# STATED GOAL
Could you quote, exactly as they stand, the lines running from the one with "For the evaluation set, indicate each instance of the plaid" to the final line of the material?
┄┄┄┄┄┄
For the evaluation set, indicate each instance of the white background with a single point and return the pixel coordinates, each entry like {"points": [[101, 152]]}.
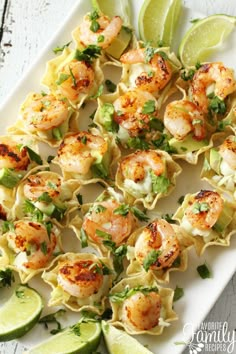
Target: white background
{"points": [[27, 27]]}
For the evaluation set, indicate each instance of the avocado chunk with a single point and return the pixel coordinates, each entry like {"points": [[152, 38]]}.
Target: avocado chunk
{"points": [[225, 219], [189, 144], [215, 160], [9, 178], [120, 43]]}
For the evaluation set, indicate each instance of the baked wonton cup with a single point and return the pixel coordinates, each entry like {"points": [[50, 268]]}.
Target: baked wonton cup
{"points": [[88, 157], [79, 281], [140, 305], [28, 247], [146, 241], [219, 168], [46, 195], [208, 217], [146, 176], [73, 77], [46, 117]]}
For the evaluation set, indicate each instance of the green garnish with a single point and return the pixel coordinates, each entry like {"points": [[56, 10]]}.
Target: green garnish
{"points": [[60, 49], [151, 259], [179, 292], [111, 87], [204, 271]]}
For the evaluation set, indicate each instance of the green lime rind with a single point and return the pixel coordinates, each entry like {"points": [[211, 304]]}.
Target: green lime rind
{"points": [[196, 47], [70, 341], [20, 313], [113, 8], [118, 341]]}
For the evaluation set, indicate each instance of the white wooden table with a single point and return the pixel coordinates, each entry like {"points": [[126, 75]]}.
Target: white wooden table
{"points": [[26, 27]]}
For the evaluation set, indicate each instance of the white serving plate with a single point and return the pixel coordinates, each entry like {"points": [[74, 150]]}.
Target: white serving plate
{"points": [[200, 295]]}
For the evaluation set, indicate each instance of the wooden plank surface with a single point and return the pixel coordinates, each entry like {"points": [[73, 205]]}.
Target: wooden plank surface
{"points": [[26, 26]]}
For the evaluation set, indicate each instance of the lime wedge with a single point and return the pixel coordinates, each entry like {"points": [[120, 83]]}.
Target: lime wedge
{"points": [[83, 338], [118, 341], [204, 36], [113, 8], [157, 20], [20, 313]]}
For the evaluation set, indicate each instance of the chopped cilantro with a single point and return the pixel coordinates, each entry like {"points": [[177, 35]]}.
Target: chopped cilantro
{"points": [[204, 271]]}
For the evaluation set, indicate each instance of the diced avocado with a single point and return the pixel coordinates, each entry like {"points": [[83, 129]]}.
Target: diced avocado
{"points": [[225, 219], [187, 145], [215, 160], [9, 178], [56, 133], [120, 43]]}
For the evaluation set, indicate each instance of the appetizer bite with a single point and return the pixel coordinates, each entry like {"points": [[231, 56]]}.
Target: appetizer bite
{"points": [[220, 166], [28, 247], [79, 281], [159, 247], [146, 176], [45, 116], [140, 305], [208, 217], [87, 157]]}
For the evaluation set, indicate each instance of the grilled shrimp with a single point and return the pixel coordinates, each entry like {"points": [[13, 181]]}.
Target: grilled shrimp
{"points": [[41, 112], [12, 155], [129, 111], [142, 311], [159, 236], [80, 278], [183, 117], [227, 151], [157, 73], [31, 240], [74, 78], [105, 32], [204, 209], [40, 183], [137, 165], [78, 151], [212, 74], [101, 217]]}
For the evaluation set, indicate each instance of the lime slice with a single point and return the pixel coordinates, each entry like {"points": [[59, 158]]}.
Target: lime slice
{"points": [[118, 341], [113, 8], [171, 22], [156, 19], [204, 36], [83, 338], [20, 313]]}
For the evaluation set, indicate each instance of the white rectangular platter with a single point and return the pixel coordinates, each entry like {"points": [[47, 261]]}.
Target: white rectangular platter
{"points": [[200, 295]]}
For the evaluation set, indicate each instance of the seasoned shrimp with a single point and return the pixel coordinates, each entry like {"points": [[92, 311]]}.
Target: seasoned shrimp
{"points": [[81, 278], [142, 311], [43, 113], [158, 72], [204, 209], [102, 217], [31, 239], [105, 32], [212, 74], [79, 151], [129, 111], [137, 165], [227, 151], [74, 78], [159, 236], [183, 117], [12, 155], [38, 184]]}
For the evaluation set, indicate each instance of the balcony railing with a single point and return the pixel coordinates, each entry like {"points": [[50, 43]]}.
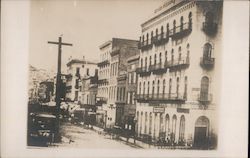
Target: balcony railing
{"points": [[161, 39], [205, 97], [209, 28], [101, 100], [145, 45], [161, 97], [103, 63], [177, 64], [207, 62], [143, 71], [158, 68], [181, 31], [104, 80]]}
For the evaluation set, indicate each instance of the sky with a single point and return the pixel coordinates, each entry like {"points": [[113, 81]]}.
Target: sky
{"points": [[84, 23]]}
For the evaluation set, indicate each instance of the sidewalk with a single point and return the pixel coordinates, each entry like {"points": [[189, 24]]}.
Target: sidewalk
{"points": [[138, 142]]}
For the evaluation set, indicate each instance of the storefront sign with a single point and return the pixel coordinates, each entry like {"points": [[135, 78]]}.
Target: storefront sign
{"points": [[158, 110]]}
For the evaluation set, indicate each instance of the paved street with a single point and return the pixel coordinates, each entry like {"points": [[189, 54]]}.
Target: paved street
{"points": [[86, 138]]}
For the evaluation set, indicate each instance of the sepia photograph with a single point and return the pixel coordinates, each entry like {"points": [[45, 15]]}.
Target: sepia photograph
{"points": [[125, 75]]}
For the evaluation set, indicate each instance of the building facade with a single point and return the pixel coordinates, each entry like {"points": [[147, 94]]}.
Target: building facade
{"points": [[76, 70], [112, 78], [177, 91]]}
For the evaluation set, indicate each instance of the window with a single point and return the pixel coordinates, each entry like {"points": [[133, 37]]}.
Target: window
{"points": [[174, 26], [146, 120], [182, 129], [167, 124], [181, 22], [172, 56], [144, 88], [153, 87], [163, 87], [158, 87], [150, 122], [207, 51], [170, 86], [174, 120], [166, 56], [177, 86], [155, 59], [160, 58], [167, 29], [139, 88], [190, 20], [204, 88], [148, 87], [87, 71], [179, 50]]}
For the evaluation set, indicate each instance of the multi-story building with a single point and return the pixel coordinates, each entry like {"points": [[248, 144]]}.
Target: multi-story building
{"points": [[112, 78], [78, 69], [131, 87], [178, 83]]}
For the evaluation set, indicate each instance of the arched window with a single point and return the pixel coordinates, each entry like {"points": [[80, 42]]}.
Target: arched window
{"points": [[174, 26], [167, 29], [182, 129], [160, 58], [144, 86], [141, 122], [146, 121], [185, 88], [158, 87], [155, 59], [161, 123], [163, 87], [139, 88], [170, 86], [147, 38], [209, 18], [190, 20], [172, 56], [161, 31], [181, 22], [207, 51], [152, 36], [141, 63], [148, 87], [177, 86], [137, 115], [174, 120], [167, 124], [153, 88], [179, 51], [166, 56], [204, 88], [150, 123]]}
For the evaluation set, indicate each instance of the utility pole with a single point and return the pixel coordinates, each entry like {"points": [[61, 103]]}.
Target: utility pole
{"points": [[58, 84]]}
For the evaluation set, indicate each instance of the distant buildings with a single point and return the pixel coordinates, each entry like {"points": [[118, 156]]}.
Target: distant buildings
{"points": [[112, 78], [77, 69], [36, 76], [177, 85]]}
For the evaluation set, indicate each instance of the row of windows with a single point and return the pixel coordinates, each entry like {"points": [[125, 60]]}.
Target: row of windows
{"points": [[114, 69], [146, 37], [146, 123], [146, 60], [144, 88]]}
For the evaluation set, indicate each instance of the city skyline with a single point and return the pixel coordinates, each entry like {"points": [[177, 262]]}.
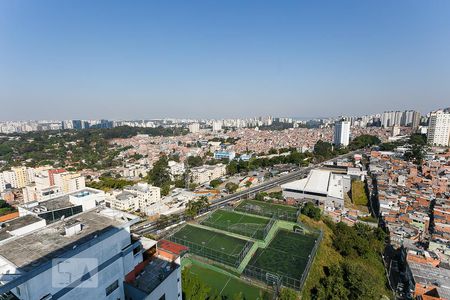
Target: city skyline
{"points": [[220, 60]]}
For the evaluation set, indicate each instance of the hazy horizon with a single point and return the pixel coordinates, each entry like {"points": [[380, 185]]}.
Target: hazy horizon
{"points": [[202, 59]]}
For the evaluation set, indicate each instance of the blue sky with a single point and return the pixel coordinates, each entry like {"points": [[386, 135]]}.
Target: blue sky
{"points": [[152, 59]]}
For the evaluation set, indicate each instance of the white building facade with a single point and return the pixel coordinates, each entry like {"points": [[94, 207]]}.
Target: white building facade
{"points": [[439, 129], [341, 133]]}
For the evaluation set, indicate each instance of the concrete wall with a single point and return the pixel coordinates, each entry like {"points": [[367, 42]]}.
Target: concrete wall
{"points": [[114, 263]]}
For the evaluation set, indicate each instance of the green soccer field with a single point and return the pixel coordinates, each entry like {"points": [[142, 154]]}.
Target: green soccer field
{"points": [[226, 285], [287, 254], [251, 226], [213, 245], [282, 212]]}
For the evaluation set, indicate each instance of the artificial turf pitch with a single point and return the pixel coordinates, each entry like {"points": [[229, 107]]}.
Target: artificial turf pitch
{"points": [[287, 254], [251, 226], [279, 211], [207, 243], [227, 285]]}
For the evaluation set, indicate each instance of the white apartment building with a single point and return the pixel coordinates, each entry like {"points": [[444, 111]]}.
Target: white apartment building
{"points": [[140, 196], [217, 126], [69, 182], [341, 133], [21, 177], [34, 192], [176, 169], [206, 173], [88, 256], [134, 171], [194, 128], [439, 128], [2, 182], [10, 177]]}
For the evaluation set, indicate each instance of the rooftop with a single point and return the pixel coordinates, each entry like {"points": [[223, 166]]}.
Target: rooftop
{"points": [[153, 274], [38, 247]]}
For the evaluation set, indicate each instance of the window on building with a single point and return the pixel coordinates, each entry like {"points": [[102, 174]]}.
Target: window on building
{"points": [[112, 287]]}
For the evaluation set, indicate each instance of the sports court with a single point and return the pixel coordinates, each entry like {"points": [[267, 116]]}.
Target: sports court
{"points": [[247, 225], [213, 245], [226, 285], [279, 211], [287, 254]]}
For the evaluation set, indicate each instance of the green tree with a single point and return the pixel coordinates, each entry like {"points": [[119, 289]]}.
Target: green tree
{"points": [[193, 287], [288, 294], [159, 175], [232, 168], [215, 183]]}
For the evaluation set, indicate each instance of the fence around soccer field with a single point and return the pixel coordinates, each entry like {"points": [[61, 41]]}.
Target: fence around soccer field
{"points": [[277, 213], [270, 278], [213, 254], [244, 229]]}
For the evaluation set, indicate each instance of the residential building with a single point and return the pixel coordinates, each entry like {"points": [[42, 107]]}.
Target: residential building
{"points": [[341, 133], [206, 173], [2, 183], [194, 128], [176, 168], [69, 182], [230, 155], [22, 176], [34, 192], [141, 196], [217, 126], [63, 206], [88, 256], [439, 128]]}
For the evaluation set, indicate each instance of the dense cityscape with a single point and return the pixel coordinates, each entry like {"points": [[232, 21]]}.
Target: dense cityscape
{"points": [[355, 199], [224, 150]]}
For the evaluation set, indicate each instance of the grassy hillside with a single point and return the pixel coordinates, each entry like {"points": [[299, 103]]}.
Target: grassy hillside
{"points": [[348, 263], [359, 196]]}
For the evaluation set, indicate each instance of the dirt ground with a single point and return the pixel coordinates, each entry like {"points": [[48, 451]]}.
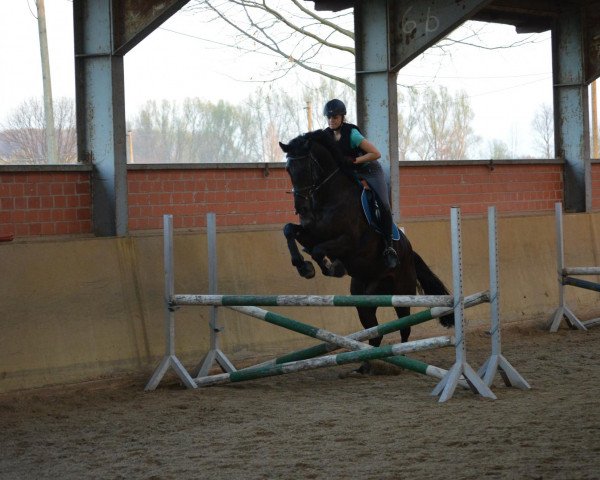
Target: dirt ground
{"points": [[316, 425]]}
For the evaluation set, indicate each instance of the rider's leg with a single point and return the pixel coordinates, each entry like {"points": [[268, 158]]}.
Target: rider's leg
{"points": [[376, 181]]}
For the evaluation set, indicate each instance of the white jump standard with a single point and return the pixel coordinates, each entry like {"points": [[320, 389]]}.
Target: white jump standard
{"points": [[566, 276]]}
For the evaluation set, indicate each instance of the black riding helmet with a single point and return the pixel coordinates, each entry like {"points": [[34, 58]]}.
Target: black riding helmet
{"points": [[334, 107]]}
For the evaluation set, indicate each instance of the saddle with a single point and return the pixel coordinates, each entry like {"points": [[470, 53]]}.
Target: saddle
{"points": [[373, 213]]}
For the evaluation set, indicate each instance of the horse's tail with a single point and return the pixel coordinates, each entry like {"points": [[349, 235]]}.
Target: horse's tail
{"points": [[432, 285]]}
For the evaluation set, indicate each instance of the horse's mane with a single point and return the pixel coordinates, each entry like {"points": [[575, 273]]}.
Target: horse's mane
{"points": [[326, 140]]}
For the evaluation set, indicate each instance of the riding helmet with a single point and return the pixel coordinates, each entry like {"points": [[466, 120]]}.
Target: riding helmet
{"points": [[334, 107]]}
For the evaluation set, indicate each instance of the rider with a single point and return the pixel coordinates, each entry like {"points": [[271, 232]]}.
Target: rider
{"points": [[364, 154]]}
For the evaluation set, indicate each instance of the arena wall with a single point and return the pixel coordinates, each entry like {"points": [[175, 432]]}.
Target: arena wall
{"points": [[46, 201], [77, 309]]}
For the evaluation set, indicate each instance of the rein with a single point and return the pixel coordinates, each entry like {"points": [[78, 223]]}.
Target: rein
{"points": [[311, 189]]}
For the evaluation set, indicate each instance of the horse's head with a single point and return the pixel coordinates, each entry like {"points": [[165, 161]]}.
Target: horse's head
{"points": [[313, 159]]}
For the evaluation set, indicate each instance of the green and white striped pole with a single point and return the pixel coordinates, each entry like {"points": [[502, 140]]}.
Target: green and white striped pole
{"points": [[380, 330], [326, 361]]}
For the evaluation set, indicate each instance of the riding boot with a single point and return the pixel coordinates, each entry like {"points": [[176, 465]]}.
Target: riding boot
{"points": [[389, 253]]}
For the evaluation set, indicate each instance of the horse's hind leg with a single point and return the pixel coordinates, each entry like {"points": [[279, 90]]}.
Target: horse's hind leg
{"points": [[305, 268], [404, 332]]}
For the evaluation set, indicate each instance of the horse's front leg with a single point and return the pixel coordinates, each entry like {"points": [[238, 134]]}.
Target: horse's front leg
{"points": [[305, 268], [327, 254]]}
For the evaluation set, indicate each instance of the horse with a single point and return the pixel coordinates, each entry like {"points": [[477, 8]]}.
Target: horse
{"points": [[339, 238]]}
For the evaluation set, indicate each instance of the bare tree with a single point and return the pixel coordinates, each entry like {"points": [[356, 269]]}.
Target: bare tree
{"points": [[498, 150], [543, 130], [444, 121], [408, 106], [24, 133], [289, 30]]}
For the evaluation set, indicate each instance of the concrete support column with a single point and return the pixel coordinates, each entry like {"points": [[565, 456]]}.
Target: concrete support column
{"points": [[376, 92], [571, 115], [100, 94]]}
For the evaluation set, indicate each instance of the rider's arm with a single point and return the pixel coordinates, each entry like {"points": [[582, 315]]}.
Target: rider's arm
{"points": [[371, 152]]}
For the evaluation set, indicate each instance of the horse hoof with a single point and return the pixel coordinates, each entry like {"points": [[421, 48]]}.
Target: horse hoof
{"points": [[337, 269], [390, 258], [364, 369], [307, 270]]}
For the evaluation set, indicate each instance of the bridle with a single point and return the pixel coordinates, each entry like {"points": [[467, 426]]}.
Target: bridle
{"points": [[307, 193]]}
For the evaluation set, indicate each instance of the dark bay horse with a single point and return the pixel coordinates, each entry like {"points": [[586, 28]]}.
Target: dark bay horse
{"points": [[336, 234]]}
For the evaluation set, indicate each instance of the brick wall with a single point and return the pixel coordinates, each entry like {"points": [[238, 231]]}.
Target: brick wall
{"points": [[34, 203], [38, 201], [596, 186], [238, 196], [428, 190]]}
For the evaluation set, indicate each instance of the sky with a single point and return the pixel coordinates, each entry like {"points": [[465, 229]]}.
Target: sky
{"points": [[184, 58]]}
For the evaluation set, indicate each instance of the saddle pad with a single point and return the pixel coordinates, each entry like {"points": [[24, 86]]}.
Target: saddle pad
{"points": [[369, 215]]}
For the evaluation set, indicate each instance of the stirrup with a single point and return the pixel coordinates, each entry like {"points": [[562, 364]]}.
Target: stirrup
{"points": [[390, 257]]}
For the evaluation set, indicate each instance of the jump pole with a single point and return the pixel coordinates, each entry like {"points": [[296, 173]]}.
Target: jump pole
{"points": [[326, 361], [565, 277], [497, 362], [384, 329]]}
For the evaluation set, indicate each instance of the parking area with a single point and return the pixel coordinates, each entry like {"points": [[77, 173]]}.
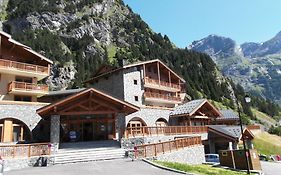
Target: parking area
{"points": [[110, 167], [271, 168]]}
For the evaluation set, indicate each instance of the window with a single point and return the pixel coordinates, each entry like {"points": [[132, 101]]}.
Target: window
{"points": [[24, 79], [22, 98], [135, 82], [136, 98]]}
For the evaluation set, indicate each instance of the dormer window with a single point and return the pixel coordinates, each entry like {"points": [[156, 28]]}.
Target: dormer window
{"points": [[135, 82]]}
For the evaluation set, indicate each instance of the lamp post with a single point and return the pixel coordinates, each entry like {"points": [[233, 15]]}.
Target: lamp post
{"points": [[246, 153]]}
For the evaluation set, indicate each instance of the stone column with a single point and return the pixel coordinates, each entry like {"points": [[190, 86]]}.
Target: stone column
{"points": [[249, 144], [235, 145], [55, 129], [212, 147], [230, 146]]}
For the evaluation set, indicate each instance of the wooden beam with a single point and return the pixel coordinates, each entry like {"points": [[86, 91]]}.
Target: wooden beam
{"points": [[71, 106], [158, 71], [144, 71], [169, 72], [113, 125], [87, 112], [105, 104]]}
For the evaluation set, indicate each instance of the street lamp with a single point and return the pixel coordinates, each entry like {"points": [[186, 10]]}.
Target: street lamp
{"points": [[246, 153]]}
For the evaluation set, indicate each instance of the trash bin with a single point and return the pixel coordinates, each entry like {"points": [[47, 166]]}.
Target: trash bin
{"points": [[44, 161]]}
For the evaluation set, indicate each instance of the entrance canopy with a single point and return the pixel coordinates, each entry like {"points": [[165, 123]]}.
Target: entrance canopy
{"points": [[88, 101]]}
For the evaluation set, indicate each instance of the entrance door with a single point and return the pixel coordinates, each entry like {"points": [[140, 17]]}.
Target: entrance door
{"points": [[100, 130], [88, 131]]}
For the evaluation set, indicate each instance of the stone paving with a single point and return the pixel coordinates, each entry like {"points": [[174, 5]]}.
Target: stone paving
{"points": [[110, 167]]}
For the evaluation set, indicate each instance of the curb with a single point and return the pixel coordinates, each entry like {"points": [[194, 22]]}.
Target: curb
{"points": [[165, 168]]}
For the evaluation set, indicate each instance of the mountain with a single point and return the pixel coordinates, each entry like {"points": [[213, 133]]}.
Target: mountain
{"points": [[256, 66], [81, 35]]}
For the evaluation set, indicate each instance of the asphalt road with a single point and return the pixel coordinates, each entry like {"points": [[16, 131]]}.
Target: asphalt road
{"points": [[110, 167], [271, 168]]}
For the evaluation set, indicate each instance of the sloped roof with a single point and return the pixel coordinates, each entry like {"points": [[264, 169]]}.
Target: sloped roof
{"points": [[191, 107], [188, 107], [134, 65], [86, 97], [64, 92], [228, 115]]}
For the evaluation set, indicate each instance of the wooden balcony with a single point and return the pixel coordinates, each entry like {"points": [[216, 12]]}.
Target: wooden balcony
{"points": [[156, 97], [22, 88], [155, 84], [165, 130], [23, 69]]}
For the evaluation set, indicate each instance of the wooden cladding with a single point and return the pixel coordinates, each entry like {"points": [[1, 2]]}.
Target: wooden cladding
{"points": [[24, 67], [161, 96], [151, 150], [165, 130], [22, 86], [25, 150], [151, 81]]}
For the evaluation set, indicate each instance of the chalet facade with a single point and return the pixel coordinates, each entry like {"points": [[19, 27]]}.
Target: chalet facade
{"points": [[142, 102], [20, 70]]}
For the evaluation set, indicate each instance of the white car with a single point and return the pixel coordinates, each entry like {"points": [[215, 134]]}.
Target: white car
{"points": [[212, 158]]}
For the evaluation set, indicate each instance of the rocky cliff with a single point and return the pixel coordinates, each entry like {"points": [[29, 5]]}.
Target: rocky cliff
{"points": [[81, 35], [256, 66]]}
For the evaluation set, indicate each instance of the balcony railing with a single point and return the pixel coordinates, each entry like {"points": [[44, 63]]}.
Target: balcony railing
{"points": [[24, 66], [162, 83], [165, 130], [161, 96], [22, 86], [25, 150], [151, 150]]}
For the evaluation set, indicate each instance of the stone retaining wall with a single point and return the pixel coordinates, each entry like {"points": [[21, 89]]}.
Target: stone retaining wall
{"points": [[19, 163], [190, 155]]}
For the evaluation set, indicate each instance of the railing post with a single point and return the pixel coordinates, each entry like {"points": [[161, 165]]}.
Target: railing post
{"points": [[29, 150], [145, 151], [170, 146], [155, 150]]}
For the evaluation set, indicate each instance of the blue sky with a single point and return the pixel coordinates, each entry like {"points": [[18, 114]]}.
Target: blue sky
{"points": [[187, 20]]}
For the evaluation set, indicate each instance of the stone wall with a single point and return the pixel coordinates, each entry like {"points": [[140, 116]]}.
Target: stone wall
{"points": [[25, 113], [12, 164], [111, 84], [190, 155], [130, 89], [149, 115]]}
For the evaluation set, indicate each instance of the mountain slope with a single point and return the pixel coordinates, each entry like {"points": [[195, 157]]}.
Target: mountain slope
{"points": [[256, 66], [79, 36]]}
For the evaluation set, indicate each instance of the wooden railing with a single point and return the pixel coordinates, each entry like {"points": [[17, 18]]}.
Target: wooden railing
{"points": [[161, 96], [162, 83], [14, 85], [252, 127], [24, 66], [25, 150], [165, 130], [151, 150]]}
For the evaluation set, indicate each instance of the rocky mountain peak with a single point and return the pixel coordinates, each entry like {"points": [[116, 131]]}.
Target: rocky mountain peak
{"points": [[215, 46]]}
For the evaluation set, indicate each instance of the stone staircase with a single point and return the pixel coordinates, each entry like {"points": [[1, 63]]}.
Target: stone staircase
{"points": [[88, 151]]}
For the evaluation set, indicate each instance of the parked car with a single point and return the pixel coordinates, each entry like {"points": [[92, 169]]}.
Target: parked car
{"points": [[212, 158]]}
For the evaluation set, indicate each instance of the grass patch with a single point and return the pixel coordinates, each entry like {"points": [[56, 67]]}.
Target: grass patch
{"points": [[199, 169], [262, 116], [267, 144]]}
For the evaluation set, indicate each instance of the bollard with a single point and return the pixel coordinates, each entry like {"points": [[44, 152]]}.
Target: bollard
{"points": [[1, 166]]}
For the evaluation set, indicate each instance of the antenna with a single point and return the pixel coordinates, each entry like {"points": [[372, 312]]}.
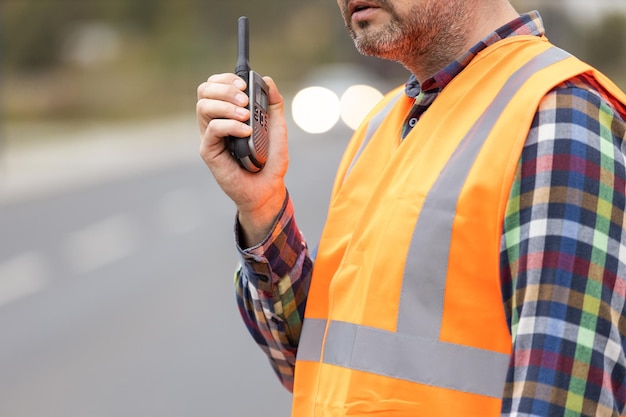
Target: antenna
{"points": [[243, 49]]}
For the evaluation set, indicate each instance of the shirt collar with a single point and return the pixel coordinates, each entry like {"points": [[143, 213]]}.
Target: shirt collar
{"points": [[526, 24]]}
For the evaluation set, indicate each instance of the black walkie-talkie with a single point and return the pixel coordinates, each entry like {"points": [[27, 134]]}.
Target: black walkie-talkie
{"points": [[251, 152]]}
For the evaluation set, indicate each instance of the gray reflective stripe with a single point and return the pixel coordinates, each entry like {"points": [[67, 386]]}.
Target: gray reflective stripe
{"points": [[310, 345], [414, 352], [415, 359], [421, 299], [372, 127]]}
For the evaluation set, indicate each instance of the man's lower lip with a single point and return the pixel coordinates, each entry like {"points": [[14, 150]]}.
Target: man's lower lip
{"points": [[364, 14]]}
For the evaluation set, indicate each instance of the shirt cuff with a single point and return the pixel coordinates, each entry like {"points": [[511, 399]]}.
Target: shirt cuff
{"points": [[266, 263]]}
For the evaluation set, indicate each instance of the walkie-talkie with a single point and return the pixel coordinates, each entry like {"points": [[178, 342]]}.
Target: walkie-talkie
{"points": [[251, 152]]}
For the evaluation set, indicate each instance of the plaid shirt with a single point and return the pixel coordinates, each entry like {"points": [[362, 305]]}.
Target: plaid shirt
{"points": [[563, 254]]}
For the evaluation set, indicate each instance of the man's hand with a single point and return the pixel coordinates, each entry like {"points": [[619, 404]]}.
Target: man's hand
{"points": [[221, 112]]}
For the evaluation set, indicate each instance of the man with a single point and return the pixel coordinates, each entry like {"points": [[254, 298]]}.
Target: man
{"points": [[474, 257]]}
┄┄┄┄┄┄
# TASK RESULT
For the evaluation set, indicate each instance of the plaid shirt with a single point and return the pixel coordinates, each entry like {"points": [[362, 305]]}.
Target: plaid shirt
{"points": [[563, 254]]}
For the evaluation set, indicate each instance of the man's hand with a single point and return the pixel coordinates, each entry like {"points": [[619, 404]]}.
Target: man's hand
{"points": [[221, 112]]}
For the evaluation set, indicate each instance of the man with a single point and return the pixel coordinates, each entry like {"points": [[254, 298]]}.
Target: man
{"points": [[474, 257]]}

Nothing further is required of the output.